• Instructions to follow: Look for the word "building" in the entries below, then copy every line that has it.

[Saved data entries]
+===+
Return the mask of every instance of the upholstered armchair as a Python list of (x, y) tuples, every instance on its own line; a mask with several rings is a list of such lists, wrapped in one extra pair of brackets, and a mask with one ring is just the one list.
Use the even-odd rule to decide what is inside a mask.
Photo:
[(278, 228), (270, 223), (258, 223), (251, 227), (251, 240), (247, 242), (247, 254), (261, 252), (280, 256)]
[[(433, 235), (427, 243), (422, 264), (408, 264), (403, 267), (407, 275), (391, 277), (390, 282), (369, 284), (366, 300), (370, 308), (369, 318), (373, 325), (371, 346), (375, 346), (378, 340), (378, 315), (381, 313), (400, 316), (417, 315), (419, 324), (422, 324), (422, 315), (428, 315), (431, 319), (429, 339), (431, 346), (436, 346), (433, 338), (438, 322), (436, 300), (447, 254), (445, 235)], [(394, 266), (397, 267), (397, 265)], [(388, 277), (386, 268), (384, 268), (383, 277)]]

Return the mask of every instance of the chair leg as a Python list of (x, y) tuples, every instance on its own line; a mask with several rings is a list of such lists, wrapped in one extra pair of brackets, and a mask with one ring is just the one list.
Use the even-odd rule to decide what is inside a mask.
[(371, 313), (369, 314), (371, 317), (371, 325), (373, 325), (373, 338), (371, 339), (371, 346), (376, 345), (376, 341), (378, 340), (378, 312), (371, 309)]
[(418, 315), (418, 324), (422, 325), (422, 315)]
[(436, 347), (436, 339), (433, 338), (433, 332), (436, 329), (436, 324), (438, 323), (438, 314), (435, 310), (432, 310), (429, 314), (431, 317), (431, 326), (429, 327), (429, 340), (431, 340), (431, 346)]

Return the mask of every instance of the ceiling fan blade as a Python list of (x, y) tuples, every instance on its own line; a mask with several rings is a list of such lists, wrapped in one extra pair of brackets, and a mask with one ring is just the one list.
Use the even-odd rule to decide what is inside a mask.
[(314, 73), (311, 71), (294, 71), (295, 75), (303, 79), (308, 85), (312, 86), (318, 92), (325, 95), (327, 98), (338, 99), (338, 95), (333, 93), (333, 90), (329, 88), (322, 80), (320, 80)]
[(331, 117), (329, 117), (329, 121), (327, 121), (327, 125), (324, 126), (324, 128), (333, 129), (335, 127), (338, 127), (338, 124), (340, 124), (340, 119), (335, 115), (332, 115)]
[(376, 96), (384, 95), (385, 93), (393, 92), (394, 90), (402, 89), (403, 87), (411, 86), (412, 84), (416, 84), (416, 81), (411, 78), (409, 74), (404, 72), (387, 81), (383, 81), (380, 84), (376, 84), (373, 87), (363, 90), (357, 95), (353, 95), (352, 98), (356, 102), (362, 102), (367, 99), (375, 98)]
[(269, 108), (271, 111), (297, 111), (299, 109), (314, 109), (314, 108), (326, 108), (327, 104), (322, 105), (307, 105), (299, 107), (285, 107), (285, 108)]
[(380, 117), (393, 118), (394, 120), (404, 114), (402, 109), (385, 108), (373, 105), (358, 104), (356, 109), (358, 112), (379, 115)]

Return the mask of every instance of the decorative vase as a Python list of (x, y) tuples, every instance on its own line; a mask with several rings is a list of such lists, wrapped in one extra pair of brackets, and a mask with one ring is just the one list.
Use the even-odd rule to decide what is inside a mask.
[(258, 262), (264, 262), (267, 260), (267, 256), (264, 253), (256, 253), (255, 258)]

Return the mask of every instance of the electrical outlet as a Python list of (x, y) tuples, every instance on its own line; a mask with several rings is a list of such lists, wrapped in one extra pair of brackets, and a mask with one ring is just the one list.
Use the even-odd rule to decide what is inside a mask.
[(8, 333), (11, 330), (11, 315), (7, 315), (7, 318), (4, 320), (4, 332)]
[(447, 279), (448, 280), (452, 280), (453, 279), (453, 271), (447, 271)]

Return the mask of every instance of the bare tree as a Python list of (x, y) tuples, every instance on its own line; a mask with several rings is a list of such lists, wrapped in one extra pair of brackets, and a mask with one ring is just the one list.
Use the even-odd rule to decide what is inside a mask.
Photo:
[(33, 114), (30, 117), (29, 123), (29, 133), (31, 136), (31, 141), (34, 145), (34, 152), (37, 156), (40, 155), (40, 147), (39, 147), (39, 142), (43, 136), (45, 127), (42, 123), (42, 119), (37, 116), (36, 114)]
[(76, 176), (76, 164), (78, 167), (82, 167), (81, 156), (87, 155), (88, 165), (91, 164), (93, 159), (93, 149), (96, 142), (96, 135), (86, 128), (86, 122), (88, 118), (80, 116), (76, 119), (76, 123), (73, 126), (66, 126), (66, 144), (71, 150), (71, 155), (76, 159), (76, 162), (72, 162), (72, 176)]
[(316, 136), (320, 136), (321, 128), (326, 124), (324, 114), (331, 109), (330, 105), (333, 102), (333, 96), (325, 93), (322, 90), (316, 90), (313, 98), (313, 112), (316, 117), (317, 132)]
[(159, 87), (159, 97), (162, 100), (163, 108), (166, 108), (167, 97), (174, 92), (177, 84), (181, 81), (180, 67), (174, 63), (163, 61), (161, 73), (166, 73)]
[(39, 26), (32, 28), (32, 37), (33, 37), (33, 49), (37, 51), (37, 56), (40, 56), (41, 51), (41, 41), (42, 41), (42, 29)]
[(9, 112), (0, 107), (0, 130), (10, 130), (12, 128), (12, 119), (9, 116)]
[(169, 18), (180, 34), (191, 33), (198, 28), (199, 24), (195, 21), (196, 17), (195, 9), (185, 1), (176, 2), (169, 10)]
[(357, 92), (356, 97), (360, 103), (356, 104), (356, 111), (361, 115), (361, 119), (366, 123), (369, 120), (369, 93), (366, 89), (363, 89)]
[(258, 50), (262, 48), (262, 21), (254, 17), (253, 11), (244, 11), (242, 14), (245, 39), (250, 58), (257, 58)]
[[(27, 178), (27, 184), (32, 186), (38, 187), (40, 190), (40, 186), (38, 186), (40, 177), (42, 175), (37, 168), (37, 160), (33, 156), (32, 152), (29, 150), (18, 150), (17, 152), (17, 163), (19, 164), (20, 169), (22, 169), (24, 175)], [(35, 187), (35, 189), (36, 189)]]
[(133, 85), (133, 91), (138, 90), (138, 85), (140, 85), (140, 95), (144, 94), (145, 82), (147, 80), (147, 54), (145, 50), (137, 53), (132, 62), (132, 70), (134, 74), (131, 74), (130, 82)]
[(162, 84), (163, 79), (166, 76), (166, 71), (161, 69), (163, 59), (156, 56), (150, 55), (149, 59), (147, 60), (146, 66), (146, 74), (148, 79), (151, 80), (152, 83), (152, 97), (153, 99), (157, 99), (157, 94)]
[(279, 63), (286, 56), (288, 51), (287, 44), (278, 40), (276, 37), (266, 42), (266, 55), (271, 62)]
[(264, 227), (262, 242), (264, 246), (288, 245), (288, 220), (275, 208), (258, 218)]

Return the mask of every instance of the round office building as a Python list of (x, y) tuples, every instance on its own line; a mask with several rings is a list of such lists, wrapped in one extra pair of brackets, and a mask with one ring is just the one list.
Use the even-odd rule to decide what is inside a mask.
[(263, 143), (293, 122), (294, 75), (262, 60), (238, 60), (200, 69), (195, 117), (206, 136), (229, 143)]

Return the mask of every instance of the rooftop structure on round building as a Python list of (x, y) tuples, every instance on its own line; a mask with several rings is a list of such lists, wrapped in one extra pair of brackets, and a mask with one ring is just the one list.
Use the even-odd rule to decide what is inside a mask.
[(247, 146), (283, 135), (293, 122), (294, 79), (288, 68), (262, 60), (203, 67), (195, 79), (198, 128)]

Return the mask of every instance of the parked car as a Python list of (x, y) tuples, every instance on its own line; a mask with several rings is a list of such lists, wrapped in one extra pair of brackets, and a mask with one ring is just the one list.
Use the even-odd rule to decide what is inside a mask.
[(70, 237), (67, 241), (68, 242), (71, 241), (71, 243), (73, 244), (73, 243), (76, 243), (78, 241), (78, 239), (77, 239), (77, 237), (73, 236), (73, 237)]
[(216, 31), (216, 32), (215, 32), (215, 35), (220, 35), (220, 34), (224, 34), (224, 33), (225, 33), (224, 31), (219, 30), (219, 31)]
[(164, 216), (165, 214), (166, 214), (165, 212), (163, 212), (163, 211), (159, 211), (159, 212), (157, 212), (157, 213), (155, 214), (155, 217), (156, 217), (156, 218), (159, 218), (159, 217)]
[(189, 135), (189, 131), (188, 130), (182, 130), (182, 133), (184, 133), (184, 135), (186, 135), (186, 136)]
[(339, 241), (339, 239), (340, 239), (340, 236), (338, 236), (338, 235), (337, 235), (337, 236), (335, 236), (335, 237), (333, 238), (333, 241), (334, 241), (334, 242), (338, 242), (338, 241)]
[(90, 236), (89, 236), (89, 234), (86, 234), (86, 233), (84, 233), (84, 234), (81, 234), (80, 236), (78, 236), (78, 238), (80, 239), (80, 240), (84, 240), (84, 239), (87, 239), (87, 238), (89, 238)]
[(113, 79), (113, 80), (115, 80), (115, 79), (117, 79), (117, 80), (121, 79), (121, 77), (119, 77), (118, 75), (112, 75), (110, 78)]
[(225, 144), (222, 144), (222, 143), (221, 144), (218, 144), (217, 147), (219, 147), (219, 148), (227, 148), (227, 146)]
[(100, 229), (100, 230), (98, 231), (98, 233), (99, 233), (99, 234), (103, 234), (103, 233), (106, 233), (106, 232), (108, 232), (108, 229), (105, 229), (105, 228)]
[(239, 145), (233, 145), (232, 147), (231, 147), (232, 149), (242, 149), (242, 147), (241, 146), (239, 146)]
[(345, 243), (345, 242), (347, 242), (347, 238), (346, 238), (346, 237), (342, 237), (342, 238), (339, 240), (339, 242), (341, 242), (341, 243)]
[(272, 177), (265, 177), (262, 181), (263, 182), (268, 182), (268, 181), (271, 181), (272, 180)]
+===+
• Expected answer:
Return the mask of every instance of the round office building as a Python list of (x, y) tuples, every instance on its own line; a mask with several rings is a list of such lists, wrapped in one extra pair of brackets, and a mask with one ring is just the one list.
Return the mask of every instance of the rooftop structure on round building as a Python list of (x, y) tuples, every instance on its own line; a mask with several rings is a list of such lists, wrapped in one extra pair of brackets, and a mask with one ring is just the one list.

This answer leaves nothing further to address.